**Exercise aim**: Copy every line of the data below word for word, changing nothing.

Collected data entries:
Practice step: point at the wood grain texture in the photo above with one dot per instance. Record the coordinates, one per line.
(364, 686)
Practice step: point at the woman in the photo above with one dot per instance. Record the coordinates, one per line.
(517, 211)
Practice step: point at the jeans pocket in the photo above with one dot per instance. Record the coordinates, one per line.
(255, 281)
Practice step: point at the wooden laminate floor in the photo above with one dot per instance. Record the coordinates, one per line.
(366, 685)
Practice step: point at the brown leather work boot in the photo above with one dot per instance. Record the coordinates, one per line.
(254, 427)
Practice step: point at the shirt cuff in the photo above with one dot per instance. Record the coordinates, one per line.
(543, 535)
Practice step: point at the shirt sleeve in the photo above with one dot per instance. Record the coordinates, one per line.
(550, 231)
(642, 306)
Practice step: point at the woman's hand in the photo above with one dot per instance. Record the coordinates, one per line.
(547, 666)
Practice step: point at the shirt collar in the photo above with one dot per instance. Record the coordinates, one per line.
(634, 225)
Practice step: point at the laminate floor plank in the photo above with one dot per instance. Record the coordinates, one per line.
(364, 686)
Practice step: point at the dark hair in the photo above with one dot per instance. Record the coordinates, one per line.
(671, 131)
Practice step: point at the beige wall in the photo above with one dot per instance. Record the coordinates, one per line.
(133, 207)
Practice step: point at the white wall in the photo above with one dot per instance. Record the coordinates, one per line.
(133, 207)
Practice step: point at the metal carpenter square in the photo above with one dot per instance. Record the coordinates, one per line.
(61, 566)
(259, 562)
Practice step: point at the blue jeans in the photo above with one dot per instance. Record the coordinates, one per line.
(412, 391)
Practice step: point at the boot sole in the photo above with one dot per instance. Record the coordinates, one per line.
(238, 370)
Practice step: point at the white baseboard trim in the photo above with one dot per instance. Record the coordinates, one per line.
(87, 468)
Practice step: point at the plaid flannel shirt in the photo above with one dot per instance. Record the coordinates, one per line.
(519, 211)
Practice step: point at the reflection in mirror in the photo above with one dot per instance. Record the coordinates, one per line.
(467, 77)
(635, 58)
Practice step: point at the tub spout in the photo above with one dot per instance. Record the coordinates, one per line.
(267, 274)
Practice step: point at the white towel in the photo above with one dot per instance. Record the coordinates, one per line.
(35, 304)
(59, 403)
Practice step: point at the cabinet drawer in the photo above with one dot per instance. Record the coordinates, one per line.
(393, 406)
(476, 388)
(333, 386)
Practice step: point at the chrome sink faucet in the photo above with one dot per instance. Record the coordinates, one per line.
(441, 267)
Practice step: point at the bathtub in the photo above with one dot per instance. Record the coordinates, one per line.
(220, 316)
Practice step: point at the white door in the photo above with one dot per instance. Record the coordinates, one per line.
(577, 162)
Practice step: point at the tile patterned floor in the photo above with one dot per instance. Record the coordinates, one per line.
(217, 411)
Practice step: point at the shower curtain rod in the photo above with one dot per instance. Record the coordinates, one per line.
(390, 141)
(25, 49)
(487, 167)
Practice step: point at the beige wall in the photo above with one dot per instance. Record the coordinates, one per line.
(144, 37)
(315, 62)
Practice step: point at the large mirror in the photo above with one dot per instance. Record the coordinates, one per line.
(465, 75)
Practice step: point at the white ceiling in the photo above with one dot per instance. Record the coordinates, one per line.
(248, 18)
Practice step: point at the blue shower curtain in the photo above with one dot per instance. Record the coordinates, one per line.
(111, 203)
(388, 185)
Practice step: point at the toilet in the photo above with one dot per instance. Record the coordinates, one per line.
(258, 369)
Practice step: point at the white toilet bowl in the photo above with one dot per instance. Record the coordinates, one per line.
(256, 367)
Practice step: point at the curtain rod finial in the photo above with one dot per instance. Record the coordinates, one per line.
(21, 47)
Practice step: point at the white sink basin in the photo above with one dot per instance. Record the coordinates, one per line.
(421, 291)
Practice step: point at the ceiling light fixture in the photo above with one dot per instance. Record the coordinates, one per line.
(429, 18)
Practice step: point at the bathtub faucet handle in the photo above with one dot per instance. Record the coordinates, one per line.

**Problem solution**:
Practice step: point at the wood grain texture in the photo above with one dot per instance. Record the coordinates, one per line.
(364, 686)
Practice step: point at the woman in the photo above with one dot per instance. Record the coordinates, one per line.
(517, 211)
Practice step: point at the jeans pocket in the photo above with one dot per instance. Record the coordinates, one per line.
(255, 281)
Practice step: point at the wooden laminate floor in the photo above with one dot per instance. Record the coordinates, one per line.
(366, 685)
Practice step: point at the brown leather work boot in the photo above with one dot per instance. Record the coordinates, one per line.
(254, 427)
Practice step: point at the shirt cuff in the photo above with one dot per instance. Record the coordinates, one per line.
(543, 535)
Practice step: point at the shirt sleeve in the photo above with one dot per instance. Record the coordinates, one per line.
(550, 231)
(642, 306)
Practice step: point at the woman's hand in the photo above with one dot per instance. Record the coordinates, one per line.
(547, 666)
Practice step: point at the shirt collar in the photo above with one dot per instance. Record the coordinates, one per line.
(634, 225)
Practice step: point at the laminate floor plank in the photo above with one dot per instance. Record the coordinates, one per line.
(364, 686)
Practice step: point at the dark hair in the photo above with one dot per instance. Record the coordinates, one per line.
(671, 131)
Practice step: point at the beige wall in the photo above with one dot per instance. Record the coordinates, one per line.
(133, 207)
Practice step: point at the white wall in the photo above with one dot per instance. Record the coordinates, one per line.
(133, 207)
Practice step: point at the metal carpenter square in the photo above with one dot per instance. Record the coordinates, one per line.
(61, 566)
(259, 562)
Practice step: point at the blue jeans in the photo above with one dot per instance. Record the coordinates, one per line.
(412, 391)
Practice step: point at the boot sole in the photo above with one dot per instance. Record the coordinates, one per line.
(238, 370)
Practice step: point at the white baseboard trim in the photo above with one dot per instance. Record the coordinates, one per line.
(87, 468)
Practice step: point at the plaid flannel shirt in the photo above with one dot per instance. Record the coordinates, one per line.
(519, 211)
Practice step: point at the reflection in mirror in the photo above with one dot per instance. Record the coordinates, one per line.
(467, 77)
(635, 58)
Practice step: point at the tub spout in the photo above with one dot per instance. Record the coordinates, one per line.
(267, 274)
Practice step: point at the white towel in the photo above with one dot per instance. Record the coordinates, one per line.
(35, 304)
(59, 403)
Practice step: point at the cabinet drawer in the photo above with one dot per instance. Record the coordinates, one per line.
(393, 406)
(476, 388)
(333, 386)
Practice step: point at the chrome sink faucet in the photo above with one dot per instance. Record the coordinates, one per line.
(441, 267)
Practice step: point at the bathtub in the photo above with one dot per instance. Record the coordinates, one per line.
(220, 316)
Practice step: point at the white door in the photo above with one dot per instance. Record the coordinates, one per line.
(577, 162)
Practice step: point at the tile patterned floor in the photo above with one dot per instance. Record the coordinates, one per line.
(217, 411)
Practice step: point at the shower curtain rod in the photo above with one dot per instance. Record the coordinates, one per line.
(390, 141)
(25, 49)
(487, 167)
Practice step: point at the beige wall in the photo above with one dot per instance. Record the coordinates, one per line.
(144, 37)
(315, 62)
Practice step: point at the large mirror in the photo above with one dot per instance. Record the coordinates, one per line.
(465, 75)
Practice step: point at the white ceiling in the photo above with one dot per instance. Record the coordinates, one per line.
(248, 18)
Practice step: point at the blue shower curtain in the photo above with one dot per instance. Record the coordinates, one per line.
(111, 203)
(388, 185)
Practice step: point at the toilet in the photo above with one dot per instance. Record the coordinates, one per line.
(258, 369)
Practice step: point at the white toilet bowl in the photo above with one dot per instance. Record the coordinates, one per line.
(256, 367)
Practice step: point at the curtain rod finial in the photo above with one dot per instance. Record the coordinates, one per line.
(21, 47)
Practice step: point at the white sink basin in the photo above with one dot per instance. Record the coordinates, one per line.
(421, 291)
Practice step: point at the ceiling light fixture in the photo above with one dot per instance. Record the coordinates, one per line.
(429, 18)
Practice step: point at the bathtub faucet handle in the photo above with one dot per instance. Record the coordinates, one per line.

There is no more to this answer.